== Work instruction ==
In the records, find every line with the word "rough" and copy it out.

== Data under study ==
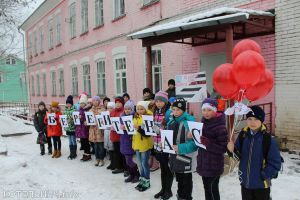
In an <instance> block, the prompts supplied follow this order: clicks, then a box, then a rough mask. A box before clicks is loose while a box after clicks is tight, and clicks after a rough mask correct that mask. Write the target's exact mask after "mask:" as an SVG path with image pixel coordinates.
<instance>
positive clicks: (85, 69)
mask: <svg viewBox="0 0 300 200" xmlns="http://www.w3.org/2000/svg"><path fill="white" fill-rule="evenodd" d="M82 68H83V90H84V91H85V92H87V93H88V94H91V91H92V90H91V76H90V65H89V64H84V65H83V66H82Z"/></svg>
* * *
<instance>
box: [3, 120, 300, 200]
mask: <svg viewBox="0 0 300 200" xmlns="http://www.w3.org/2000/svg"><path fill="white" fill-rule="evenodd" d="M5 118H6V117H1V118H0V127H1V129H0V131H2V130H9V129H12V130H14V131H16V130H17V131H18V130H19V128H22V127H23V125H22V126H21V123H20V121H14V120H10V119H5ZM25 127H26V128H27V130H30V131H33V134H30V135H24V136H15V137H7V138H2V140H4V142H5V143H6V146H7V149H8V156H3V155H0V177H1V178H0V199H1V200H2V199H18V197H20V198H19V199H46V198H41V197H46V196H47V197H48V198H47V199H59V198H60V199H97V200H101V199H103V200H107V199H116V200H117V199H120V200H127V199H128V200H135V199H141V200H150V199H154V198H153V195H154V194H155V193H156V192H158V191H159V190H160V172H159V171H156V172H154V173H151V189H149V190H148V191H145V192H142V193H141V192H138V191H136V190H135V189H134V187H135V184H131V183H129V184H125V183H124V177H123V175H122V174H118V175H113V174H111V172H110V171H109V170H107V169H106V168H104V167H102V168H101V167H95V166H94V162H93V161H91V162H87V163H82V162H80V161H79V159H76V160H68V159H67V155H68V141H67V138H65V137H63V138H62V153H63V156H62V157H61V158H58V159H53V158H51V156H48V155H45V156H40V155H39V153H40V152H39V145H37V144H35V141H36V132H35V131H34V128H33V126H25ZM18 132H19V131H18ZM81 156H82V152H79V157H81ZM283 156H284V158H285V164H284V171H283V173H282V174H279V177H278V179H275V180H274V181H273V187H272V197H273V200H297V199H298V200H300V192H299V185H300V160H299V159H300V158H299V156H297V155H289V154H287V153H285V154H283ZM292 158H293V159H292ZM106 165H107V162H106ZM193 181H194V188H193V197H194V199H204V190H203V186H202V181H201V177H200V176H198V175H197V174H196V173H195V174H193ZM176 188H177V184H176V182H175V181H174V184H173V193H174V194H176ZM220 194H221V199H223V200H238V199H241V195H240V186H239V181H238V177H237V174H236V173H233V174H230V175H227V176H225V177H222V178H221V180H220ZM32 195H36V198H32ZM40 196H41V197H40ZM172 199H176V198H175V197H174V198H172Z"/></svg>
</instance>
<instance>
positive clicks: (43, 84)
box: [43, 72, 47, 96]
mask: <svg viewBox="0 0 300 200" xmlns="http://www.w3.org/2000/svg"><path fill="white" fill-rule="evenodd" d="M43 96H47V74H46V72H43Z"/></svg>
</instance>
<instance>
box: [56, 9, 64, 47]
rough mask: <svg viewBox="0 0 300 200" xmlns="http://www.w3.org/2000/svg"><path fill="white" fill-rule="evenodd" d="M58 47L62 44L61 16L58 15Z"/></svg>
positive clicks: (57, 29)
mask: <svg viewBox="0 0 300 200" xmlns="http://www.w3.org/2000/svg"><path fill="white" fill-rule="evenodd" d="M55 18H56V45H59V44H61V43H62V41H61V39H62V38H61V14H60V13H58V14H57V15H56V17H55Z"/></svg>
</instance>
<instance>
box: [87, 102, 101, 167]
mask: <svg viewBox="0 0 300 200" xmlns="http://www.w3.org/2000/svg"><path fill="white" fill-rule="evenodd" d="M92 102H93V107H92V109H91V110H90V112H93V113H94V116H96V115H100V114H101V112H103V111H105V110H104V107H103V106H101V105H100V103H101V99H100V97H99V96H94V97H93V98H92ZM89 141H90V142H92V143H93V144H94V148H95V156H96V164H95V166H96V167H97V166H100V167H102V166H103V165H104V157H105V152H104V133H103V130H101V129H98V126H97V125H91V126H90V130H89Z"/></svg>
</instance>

== Task output ==
In an <instance> block, the prompts supplied follow this order: clicks, then a box, then a rough mask. A box before clicks is loose while a box after clicks is tight, and clicks after a rough mask correct that mask. Write the target's exact mask after "mask:" as an SVG path with image pixel coordinates.
rough mask: <svg viewBox="0 0 300 200" xmlns="http://www.w3.org/2000/svg"><path fill="white" fill-rule="evenodd" d="M58 47L62 44L61 16L58 15Z"/></svg>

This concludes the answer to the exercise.